War Communism (1918-21)

To supply the Red Army, the state seized grain from peasants, took over most factories, and banned private trade. It kept the army fed, but production collapsed and a terrible famine in 1921-22 killed millions.

2

The New Economic Policy (1921)

Facing economic ruin and revolts like Kronstadt, Lenin retreated. Peasants could now sell their spare grain and small private businesses reopened. The economy recovered and food returned, though many Bolsheviks felt this NEP betrayed socialism.

Squeeze hard to win the war, then loosen up to survive the peace.

The social scoreboard — wins and human cost: Wins: Russia escaped the First World War through the Treaty of Brest-Litovsk in 1918, land was handed to peasants, and a push for literacy and welfare began.

Human cost: civil war, terror and famine cost millions of lives, and every scrap of political freedom was destroyed.

Data block>
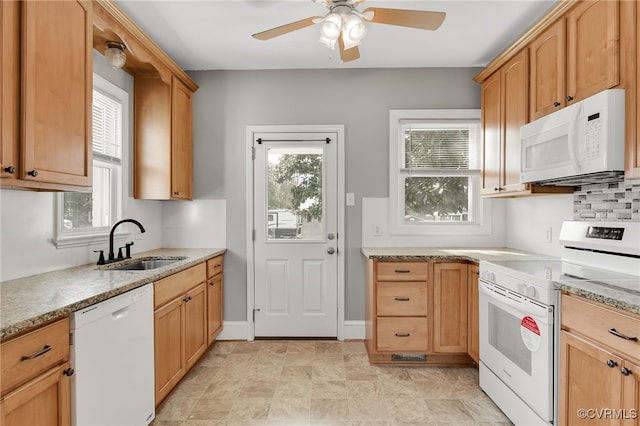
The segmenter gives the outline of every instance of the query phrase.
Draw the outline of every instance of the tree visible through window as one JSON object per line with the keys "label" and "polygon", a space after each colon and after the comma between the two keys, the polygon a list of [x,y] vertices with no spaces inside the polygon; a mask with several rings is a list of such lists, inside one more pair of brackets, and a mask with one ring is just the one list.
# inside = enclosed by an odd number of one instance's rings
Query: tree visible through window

What you will do>
1. Using the passage on War Communism and the NEP, decide whether each statement agrees with it: (a) under War Communism the state banned private trade; (b) the New Economic Policy shut down small private businesses; (c) Russia left the First World War through a treaty signed in 1921. Answer yes or no for each and quote the words of the passage that settle it.
2. In the passage on War Communism and the NEP, which revolt is named as one of those Lenin faced before he retreated?
3. Summarize the passage on War Communism and the NEP in three sentences.
The listing has nothing to do with the passage on War Communism and the NEP.

Exercise responses>
1.
(a) Yes: "took over most factories, and banned private trade."
(b) No: "small private businesses reopened."
(c) No: "through the Treaty of Brest-Litovsk in 1918."

2. The Kronstadt revolt.

3. Under War Communism (1918-21), the state seized grain, took over most factories and banned private trade, which kept the Red Army fed but caused production to collapse and a 1921-22 famine that killed millions. Facing ruin and revolts, Lenin retreated with the New Economic Policy in 1921, which let peasants sell spare grain and small businesses reopen, so the economy recovered, though many Bolsheviks felt it betrayed socialism. The period's gains included leaving the First World War, land for peasants and a push for literacy and welfare, while civil war, terror and famine cost millions of lives and destroyed political freedom.